◆ **Your goal**: Search the data below, and report every line in which "scattered" occurs.

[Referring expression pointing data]
╔══

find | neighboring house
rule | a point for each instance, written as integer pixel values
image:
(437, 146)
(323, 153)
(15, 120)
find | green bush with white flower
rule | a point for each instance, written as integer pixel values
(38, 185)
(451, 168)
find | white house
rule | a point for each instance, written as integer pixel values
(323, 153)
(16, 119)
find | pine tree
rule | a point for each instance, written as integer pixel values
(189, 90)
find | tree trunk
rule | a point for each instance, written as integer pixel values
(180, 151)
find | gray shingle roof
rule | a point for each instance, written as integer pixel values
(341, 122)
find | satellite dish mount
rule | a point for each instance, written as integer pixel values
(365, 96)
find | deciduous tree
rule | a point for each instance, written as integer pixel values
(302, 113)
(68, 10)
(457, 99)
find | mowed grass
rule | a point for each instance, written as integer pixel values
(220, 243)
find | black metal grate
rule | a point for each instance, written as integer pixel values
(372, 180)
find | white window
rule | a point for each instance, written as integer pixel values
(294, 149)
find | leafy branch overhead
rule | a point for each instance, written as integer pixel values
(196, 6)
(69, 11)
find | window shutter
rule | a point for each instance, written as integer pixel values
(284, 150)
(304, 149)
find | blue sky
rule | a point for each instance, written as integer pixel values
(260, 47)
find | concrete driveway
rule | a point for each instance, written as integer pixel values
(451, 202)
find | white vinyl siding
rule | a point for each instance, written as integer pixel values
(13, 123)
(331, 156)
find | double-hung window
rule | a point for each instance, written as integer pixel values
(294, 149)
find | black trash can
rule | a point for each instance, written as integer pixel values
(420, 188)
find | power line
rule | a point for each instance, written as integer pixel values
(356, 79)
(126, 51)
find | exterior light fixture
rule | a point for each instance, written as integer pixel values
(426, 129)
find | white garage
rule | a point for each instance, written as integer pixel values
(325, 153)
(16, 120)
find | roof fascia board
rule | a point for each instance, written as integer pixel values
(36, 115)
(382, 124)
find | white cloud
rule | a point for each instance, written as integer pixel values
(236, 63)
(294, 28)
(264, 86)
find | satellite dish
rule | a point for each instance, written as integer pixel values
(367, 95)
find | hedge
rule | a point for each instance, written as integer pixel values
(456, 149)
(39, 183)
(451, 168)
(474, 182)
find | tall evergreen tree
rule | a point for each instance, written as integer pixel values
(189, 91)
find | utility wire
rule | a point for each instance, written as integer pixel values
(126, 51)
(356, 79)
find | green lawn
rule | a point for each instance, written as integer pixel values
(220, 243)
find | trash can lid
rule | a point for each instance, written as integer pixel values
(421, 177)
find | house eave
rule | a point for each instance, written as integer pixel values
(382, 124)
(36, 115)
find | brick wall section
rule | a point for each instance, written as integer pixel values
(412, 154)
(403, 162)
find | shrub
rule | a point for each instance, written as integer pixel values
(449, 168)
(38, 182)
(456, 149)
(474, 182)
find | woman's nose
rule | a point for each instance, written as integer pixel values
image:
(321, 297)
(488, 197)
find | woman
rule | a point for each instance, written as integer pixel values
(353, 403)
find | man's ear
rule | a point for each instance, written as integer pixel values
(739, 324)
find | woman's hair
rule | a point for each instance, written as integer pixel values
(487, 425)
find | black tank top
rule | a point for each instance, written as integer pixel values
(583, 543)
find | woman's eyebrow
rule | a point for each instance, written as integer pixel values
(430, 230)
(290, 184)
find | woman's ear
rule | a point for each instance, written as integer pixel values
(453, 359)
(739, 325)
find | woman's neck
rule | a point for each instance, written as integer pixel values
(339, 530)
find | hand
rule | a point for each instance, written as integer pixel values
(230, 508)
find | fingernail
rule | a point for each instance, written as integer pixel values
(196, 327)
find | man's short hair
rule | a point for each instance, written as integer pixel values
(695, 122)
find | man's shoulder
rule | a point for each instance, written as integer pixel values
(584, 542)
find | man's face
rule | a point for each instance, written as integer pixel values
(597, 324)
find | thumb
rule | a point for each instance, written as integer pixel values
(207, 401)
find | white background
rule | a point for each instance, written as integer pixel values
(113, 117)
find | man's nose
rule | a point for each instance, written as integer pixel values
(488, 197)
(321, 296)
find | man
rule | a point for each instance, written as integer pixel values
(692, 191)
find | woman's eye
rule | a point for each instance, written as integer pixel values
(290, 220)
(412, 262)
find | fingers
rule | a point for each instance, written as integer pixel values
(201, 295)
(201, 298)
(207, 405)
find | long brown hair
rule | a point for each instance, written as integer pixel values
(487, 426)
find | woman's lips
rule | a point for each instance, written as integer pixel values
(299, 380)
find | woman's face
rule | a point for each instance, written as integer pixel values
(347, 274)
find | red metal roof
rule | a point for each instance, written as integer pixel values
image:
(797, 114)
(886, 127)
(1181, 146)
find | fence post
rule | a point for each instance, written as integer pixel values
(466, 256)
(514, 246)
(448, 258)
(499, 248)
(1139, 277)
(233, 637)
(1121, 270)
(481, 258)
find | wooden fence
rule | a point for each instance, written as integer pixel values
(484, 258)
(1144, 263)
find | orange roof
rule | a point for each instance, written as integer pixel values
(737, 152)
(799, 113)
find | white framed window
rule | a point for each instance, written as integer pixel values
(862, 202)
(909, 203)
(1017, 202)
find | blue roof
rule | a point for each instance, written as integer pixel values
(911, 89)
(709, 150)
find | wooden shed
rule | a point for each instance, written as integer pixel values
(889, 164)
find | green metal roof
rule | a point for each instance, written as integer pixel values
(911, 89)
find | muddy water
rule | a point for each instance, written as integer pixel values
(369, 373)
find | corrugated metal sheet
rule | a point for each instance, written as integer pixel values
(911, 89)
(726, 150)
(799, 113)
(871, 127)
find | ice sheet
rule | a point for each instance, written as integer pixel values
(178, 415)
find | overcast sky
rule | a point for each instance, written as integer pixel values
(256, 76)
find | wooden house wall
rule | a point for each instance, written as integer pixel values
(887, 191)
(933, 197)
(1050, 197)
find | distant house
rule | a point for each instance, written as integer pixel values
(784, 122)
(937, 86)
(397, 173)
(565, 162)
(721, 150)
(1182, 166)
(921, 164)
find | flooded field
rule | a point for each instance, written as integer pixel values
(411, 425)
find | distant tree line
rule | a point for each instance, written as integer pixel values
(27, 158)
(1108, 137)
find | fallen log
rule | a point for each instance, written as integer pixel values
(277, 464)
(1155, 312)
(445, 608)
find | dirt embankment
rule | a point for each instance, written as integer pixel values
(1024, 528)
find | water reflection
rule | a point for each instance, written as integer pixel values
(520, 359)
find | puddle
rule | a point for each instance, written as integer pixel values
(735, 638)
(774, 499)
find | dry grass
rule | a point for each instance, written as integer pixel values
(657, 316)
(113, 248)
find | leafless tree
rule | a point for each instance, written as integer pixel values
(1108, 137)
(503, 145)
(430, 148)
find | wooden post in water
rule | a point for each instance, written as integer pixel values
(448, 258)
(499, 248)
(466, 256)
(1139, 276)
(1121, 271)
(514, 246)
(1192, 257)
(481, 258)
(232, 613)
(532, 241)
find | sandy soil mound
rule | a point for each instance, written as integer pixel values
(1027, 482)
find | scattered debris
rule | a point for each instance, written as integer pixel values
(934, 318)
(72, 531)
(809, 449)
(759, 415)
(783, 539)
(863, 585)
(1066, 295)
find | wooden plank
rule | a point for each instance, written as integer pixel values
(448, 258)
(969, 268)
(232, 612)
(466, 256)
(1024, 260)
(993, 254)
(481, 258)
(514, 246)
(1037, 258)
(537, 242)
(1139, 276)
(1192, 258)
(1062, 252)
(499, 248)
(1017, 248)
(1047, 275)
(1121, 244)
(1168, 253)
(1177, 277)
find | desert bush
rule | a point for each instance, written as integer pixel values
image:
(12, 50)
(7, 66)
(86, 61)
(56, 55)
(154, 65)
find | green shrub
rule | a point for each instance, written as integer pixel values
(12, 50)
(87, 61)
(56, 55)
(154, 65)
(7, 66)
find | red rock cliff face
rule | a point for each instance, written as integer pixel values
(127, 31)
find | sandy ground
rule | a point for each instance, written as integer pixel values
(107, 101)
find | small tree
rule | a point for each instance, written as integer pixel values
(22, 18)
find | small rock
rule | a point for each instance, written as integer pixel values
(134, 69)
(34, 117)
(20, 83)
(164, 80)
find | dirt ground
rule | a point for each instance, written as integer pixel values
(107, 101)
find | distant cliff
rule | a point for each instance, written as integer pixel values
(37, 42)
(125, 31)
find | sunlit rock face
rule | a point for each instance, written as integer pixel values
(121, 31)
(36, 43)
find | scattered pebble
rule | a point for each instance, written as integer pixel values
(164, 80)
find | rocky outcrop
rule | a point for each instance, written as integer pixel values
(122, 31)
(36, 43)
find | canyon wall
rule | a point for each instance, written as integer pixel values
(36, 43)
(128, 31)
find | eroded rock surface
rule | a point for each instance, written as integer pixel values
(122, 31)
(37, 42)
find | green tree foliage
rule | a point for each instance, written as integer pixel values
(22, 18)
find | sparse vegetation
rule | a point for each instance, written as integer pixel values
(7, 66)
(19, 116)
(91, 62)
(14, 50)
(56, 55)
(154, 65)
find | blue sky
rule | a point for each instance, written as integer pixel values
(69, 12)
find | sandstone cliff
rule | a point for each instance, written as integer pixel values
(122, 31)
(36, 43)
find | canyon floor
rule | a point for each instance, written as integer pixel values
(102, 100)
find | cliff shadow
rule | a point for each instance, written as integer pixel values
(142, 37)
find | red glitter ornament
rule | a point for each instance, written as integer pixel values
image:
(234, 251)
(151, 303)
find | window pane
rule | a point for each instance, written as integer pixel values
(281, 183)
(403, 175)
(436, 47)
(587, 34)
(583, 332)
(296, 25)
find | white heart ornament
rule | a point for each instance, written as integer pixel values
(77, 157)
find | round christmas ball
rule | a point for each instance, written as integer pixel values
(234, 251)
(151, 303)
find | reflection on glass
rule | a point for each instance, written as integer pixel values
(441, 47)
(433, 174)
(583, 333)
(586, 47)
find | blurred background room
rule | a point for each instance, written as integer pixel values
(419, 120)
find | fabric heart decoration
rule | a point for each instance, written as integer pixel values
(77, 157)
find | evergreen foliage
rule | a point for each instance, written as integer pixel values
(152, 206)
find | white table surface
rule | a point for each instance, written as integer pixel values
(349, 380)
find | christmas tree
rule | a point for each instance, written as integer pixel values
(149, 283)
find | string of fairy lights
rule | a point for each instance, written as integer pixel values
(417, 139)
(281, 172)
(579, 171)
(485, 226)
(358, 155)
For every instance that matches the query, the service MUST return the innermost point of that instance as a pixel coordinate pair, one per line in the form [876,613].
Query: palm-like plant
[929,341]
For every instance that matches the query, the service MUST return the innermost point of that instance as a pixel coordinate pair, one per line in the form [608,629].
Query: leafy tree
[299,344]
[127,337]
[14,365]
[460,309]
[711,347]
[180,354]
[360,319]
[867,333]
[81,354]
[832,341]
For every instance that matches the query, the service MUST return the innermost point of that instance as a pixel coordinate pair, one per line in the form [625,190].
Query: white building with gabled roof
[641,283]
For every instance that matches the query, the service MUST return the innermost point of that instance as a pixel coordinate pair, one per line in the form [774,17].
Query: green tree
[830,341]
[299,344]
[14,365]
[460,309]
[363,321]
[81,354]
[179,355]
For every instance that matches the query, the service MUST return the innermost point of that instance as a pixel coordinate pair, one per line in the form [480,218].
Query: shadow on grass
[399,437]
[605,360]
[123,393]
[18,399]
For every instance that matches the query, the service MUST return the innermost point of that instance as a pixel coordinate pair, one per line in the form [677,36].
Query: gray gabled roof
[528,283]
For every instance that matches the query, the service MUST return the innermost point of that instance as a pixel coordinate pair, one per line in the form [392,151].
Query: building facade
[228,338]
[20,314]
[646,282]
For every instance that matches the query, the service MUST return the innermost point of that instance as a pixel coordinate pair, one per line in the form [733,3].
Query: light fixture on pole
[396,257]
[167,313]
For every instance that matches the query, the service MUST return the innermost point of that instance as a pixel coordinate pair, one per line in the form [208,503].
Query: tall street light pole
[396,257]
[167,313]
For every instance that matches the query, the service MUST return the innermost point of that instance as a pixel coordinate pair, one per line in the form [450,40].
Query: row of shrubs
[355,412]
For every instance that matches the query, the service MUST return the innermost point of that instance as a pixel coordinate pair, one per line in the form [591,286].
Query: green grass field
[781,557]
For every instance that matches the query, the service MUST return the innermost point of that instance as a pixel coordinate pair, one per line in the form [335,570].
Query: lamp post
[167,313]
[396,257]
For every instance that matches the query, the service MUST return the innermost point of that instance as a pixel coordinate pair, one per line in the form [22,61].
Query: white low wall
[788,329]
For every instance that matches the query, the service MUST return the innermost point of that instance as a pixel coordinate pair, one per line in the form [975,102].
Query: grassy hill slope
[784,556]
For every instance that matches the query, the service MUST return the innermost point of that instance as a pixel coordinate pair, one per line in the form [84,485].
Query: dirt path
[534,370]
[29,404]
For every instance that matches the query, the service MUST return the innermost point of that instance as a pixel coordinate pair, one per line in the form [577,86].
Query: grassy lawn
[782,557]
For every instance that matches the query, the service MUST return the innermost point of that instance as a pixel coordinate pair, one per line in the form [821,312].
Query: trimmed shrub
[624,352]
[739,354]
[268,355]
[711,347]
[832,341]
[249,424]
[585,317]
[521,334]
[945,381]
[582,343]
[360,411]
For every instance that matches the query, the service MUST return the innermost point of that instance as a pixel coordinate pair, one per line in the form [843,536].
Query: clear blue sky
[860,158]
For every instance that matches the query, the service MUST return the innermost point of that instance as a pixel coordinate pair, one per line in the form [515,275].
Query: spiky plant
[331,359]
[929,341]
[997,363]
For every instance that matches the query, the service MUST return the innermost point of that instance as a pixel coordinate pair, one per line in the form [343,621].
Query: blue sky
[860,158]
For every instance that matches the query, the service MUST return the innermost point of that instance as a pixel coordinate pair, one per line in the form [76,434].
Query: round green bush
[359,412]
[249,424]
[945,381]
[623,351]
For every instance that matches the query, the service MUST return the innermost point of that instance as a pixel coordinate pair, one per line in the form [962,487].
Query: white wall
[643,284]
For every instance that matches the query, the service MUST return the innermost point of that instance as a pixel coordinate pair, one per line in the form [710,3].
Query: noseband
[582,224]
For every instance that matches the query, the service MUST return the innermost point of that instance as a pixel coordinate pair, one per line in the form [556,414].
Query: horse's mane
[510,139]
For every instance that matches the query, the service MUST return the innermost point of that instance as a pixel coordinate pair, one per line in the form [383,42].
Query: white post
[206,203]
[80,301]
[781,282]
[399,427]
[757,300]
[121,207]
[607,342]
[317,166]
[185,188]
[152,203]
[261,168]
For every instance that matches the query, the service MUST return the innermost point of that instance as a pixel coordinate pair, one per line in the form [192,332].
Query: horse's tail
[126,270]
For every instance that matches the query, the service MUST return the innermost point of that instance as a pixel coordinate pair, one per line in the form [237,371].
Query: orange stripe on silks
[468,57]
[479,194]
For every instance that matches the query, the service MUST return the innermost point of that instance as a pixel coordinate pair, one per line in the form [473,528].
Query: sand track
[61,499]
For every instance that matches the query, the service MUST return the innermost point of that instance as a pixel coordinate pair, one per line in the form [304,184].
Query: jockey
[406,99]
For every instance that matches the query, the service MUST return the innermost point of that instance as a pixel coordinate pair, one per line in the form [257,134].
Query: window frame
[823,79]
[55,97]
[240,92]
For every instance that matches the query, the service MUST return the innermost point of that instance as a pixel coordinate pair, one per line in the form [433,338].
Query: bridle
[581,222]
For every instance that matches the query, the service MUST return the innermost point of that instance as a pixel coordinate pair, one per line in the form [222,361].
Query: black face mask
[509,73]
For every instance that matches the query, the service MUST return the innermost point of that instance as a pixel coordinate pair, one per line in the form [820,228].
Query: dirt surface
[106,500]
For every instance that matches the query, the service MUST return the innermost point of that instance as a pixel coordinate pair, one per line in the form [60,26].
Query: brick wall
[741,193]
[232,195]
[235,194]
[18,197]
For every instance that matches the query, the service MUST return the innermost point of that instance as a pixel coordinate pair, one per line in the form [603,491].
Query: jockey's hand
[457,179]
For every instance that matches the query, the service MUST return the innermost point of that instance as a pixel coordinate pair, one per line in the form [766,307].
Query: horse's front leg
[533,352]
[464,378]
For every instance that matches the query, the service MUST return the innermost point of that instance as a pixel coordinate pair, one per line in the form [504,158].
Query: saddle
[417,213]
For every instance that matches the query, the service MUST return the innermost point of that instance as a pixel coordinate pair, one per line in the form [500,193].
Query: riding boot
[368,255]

╚══

◆ **Output of the task**:
find | scattered debris
find | scattered pebble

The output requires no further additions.